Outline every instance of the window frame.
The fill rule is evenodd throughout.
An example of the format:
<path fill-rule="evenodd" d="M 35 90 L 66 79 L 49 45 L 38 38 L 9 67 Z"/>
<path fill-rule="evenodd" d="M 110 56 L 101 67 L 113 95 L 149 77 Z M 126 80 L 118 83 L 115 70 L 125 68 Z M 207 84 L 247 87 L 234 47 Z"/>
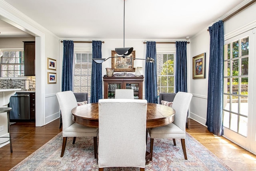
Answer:
<path fill-rule="evenodd" d="M 157 56 L 158 55 L 169 55 L 169 54 L 173 54 L 173 75 L 166 75 L 166 76 L 168 77 L 168 76 L 173 76 L 173 79 L 174 79 L 174 85 L 173 85 L 173 93 L 175 93 L 175 70 L 176 70 L 176 48 L 174 48 L 173 49 L 172 49 L 170 50 L 168 50 L 167 51 L 165 51 L 165 52 L 160 52 L 160 51 L 157 51 L 156 52 L 156 56 L 157 56 L 157 58 L 156 58 L 156 61 L 157 61 L 157 64 L 158 64 L 159 63 L 158 62 L 158 61 L 159 60 L 157 58 Z M 157 67 L 158 67 L 158 66 L 157 66 Z M 160 68 L 160 72 L 161 72 L 161 71 L 162 70 L 162 68 Z M 161 76 L 161 75 L 158 75 L 157 74 L 157 80 L 158 80 L 158 77 Z M 168 86 L 168 84 L 167 84 L 167 85 L 166 85 L 166 87 L 167 87 L 167 90 L 168 90 L 168 87 L 172 87 L 172 86 Z M 162 86 L 161 86 L 160 85 L 160 86 L 158 86 L 158 81 L 157 81 L 157 91 L 158 91 L 158 95 L 159 96 L 159 93 L 165 93 L 165 92 L 162 92 L 162 89 L 161 89 L 161 87 L 162 87 Z M 166 87 L 166 86 L 164 86 L 164 87 Z M 168 91 L 167 91 L 168 92 Z"/>
<path fill-rule="evenodd" d="M 1 51 L 3 52 L 3 55 L 4 54 L 4 52 L 9 52 L 9 53 L 10 52 L 21 52 L 21 53 L 22 53 L 22 58 L 23 58 L 23 62 L 24 62 L 24 50 L 23 49 L 1 49 Z M 1 57 L 1 58 L 2 58 L 2 56 Z M 9 58 L 10 58 L 10 55 L 9 56 Z M 21 72 L 22 71 L 23 71 L 23 72 L 24 72 L 24 63 L 2 63 L 1 62 L 1 60 L 2 59 L 0 59 L 0 64 L 2 65 L 2 64 L 6 64 L 6 65 L 8 65 L 8 64 L 13 64 L 14 66 L 15 66 L 15 64 L 17 64 L 17 65 L 21 65 L 22 64 L 23 64 L 23 70 L 19 70 L 20 72 Z M 21 66 L 21 68 L 22 68 Z M 1 73 L 0 74 L 0 80 L 8 80 L 8 79 L 9 78 L 12 78 L 12 80 L 27 80 L 28 79 L 28 77 L 26 76 L 20 76 L 20 77 L 2 77 L 2 68 L 1 67 L 1 66 L 0 66 L 0 72 Z M 12 70 L 14 72 L 15 71 L 14 70 Z"/>
<path fill-rule="evenodd" d="M 87 58 L 87 62 L 76 62 L 76 54 L 88 54 Z M 75 87 L 76 87 L 75 86 L 75 76 L 80 76 L 81 78 L 81 76 L 85 76 L 86 77 L 87 77 L 87 85 L 90 85 L 90 86 L 83 86 L 83 87 L 87 87 L 87 88 L 86 88 L 87 89 L 87 92 L 86 92 L 87 93 L 88 93 L 88 99 L 90 99 L 90 89 L 91 89 L 91 82 L 89 82 L 88 80 L 90 79 L 88 79 L 88 78 L 89 77 L 91 77 L 91 68 L 92 66 L 92 60 L 91 62 L 90 62 L 89 61 L 89 59 L 90 59 L 90 56 L 89 55 L 90 54 L 91 54 L 91 56 L 92 56 L 92 51 L 90 51 L 90 50 L 85 50 L 85 51 L 80 51 L 80 50 L 74 50 L 74 60 L 73 60 L 73 87 L 72 87 L 72 89 L 73 89 L 73 91 L 74 92 L 83 92 L 83 91 L 81 91 L 82 89 L 81 89 L 81 87 L 82 86 L 81 84 L 82 84 L 82 82 L 81 82 L 81 79 L 80 79 L 80 91 L 79 92 L 77 91 L 75 91 Z M 82 59 L 81 59 L 82 60 Z M 88 68 L 88 70 L 89 69 L 89 66 L 90 65 L 90 63 L 91 64 L 91 72 L 90 72 L 90 73 L 91 74 L 90 74 L 90 72 L 88 72 L 87 73 L 87 74 L 82 74 L 82 73 L 81 73 L 81 74 L 75 74 L 75 65 L 76 64 L 80 64 L 80 71 L 82 70 L 82 65 L 83 64 L 86 64 L 86 66 L 87 67 L 87 68 Z"/>

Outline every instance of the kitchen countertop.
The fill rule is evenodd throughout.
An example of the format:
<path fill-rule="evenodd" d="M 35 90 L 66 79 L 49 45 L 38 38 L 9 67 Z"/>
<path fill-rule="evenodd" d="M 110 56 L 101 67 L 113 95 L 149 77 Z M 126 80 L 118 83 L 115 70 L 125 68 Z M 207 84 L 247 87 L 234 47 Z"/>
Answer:
<path fill-rule="evenodd" d="M 31 89 L 29 90 L 22 90 L 20 91 L 16 91 L 16 93 L 35 93 L 35 89 Z"/>
<path fill-rule="evenodd" d="M 0 88 L 0 92 L 10 91 L 13 91 L 17 92 L 19 90 L 21 90 L 21 88 Z"/>

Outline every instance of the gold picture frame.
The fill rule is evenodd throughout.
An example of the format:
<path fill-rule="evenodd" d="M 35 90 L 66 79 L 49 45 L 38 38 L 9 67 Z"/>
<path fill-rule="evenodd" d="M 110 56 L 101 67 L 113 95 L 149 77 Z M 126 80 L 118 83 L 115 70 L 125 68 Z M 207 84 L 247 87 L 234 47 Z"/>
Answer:
<path fill-rule="evenodd" d="M 193 57 L 193 79 L 205 78 L 205 53 Z"/>
<path fill-rule="evenodd" d="M 133 50 L 128 57 L 135 58 L 135 51 Z M 114 50 L 111 51 L 111 68 L 114 69 L 114 72 L 135 72 L 135 68 L 133 68 L 134 59 L 129 58 L 123 58 L 122 55 L 118 55 Z"/>
<path fill-rule="evenodd" d="M 47 72 L 48 75 L 48 84 L 56 84 L 56 73 L 54 73 L 54 72 Z"/>

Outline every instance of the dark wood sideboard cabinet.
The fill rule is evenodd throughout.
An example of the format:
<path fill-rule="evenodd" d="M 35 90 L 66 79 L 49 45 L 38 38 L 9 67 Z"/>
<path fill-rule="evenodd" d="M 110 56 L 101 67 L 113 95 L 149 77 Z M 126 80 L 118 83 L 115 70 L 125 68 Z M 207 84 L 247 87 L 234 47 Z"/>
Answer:
<path fill-rule="evenodd" d="M 116 89 L 133 89 L 135 99 L 142 99 L 144 77 L 135 77 L 131 73 L 115 74 L 112 77 L 103 77 L 104 98 L 115 98 Z"/>
<path fill-rule="evenodd" d="M 24 76 L 35 76 L 36 57 L 34 41 L 24 42 Z"/>

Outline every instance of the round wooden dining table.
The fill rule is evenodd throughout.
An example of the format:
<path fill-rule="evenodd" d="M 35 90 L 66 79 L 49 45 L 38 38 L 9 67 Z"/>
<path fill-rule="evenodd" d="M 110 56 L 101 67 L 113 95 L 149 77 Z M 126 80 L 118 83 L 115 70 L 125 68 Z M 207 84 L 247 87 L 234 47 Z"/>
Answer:
<path fill-rule="evenodd" d="M 82 125 L 89 127 L 99 127 L 98 103 L 78 106 L 72 109 L 73 120 Z M 173 121 L 175 110 L 168 106 L 148 103 L 147 128 L 164 126 Z"/>

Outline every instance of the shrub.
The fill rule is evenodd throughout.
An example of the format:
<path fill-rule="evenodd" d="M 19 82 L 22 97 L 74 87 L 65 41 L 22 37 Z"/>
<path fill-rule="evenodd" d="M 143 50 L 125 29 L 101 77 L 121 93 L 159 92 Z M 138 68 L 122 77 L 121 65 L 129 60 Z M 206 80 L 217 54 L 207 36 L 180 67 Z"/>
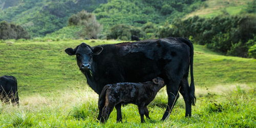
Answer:
<path fill-rule="evenodd" d="M 176 19 L 171 25 L 166 24 L 159 28 L 157 36 L 160 38 L 192 36 L 195 42 L 215 51 L 247 57 L 248 49 L 253 44 L 246 42 L 255 34 L 255 21 L 256 17 L 251 15 Z"/>
<path fill-rule="evenodd" d="M 95 16 L 85 10 L 73 15 L 68 21 L 70 26 L 79 26 L 82 28 L 78 32 L 79 36 L 84 38 L 97 38 L 102 29 L 102 26 L 98 23 Z"/>
<path fill-rule="evenodd" d="M 136 35 L 139 37 L 143 37 L 144 33 L 139 28 L 136 28 L 126 25 L 117 25 L 110 29 L 108 34 L 108 39 L 115 39 L 122 40 L 130 40 L 132 35 Z"/>
<path fill-rule="evenodd" d="M 29 39 L 28 32 L 19 25 L 9 24 L 6 21 L 0 22 L 0 39 Z"/>

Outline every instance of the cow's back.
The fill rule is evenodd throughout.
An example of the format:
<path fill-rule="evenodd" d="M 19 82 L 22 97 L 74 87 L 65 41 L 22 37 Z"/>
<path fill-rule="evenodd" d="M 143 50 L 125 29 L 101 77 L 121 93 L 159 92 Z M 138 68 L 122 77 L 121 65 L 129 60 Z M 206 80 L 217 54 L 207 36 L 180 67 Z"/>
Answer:
<path fill-rule="evenodd" d="M 0 77 L 0 92 L 10 91 L 16 91 L 17 89 L 17 80 L 12 76 L 3 76 Z"/>

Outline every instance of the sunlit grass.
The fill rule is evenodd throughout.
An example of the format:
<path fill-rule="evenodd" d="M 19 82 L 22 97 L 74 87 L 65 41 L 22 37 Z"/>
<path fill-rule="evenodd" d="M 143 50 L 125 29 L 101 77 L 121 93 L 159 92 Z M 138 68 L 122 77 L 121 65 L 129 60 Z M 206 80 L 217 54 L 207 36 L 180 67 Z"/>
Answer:
<path fill-rule="evenodd" d="M 161 121 L 167 102 L 165 88 L 148 105 L 151 120 L 140 123 L 137 106 L 122 107 L 105 124 L 98 122 L 98 96 L 87 84 L 74 56 L 64 52 L 81 42 L 91 46 L 122 41 L 54 38 L 0 41 L 0 75 L 17 77 L 20 105 L 0 105 L 0 126 L 255 127 L 256 60 L 225 56 L 194 45 L 196 105 L 185 118 L 180 95 L 173 113 Z"/>

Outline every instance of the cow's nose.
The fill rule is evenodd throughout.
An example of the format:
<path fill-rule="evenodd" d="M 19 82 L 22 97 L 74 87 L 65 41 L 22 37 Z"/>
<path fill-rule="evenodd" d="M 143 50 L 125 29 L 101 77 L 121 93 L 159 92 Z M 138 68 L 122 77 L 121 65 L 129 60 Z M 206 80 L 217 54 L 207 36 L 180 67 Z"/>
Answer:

— Aim of the task —
Could you give again exactly the lines from the line containing "Outline every instance of the cow's back." through the final line of the data above, and no others?

— Response to the exercise —
Outline every instance of the cow's back.
The fill rule is evenodd throughout.
An example of the format:
<path fill-rule="evenodd" d="M 19 82 L 22 97 L 74 87 L 65 41 L 22 37 Z"/>
<path fill-rule="evenodd" d="M 143 50 L 125 29 L 101 77 L 121 93 L 159 92 Z M 138 68 L 122 77 L 121 65 L 129 60 Z M 206 80 L 217 54 L 207 36 L 180 67 Z"/>
Answer:
<path fill-rule="evenodd" d="M 0 77 L 0 92 L 10 91 L 16 91 L 17 89 L 17 80 L 12 76 L 3 76 Z"/>

Outline every instance of the sunlit grass.
The fill rule is evenodd throughout.
An example of the format:
<path fill-rule="evenodd" d="M 19 82 L 22 97 L 74 87 L 65 41 L 22 37 Z"/>
<path fill-rule="evenodd" d="M 143 50 L 125 29 L 101 77 L 121 93 L 159 92 Z M 138 68 L 122 77 L 121 65 L 129 60 Z M 206 80 L 217 54 L 207 36 L 180 67 Z"/>
Answer:
<path fill-rule="evenodd" d="M 161 121 L 167 102 L 165 88 L 148 105 L 151 120 L 140 123 L 137 106 L 122 107 L 105 124 L 98 122 L 98 96 L 87 84 L 74 56 L 64 52 L 81 42 L 91 46 L 122 41 L 54 38 L 0 41 L 0 75 L 17 77 L 20 105 L 0 105 L 0 126 L 255 127 L 256 60 L 225 56 L 194 45 L 196 105 L 185 118 L 180 95 L 173 113 Z"/>

Outline every instance of the cow's nose.
The fill rule is evenodd throughout.
An example of the format:
<path fill-rule="evenodd" d="M 19 82 L 22 97 L 74 87 L 65 41 L 22 37 Z"/>
<path fill-rule="evenodd" d="M 143 50 L 125 29 L 101 77 L 121 93 L 159 92 Z M 138 68 L 122 77 L 121 65 L 129 60 Z M 206 80 L 217 54 L 207 36 L 180 67 Z"/>
Answer:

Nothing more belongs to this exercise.